EXERCISE REQUIREMENTS ▸ Can you reproduce the following material line for line, with no changes?

(Entries from an annotation dataset)

══════

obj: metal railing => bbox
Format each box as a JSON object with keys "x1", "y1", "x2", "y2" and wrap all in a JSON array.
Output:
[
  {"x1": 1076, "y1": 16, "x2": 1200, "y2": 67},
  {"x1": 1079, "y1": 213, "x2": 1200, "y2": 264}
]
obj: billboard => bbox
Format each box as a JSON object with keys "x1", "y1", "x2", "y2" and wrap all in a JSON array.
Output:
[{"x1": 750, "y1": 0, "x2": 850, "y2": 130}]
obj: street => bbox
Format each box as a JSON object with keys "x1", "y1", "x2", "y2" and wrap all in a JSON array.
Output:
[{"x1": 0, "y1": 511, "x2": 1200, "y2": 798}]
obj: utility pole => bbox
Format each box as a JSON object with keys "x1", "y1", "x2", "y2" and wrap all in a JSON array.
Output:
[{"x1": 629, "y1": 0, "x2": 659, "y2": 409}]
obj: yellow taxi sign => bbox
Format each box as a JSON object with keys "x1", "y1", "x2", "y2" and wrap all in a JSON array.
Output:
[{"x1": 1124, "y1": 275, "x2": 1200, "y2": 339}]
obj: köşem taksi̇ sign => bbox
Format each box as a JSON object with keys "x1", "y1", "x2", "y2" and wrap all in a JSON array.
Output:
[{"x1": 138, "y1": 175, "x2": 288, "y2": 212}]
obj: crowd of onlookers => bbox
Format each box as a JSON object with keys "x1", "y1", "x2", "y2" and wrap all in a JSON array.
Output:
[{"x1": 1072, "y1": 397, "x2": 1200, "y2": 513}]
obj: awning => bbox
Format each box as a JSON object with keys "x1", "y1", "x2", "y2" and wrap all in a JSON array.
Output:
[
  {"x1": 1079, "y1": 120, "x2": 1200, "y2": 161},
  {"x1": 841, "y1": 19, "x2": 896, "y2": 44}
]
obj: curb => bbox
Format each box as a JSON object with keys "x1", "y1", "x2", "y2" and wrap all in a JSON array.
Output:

══════

FINISHED TASK ▸
obj: metal railing => bbox
Format each box as a JSON object with keys "x1", "y1", "x2", "y2" and wrap all in a JSON array.
Output:
[
  {"x1": 1076, "y1": 16, "x2": 1200, "y2": 67},
  {"x1": 1079, "y1": 213, "x2": 1200, "y2": 264}
]
obj: billboard => bbox
Format each box as a JSON object with keys "x1", "y1", "x2", "y2" and wrap all in a JSON array.
Output:
[{"x1": 750, "y1": 0, "x2": 850, "y2": 130}]
obj: street => bbox
Format each box as a JSON object with keys "x1", "y1", "x2", "y2" and wrap all in a JSON array.
Output:
[{"x1": 0, "y1": 511, "x2": 1200, "y2": 798}]
obj: utility pole => bbox
Format each box as a JSON object with keys "x1", "y1", "x2", "y2" and wrap all in a JSON array.
Output:
[{"x1": 629, "y1": 0, "x2": 659, "y2": 409}]
obj: yellow taxi sign => bbox
Format each box as a JSON object with keys "x1", "y1", "x2", "y2" and wrap all in a JSON array.
Output:
[{"x1": 1124, "y1": 275, "x2": 1200, "y2": 339}]
obj: köşem taksi̇ sign => bbox
Format each box as a JSON object with keys "x1", "y1", "x2", "y2" and wrap all in a JSON array.
Output:
[{"x1": 138, "y1": 175, "x2": 288, "y2": 212}]
obj: crowd of onlookers => bbox
Format each box as a JSON object with keys "x1", "y1", "x2", "y2" and wrap all in a JSON array.
Output:
[{"x1": 1072, "y1": 397, "x2": 1200, "y2": 513}]
obj: awning => bbox
Format each box as a JSON object with keys "x1", "y1", "x2", "y2" and wrap all in a JSON array.
Output:
[
  {"x1": 1079, "y1": 120, "x2": 1200, "y2": 161},
  {"x1": 841, "y1": 19, "x2": 896, "y2": 44}
]
obj: curb => bbox
Format each box as a JSON object with keys "x1", "y1", "x2", "y2" and wrap all in a JSON array.
Output:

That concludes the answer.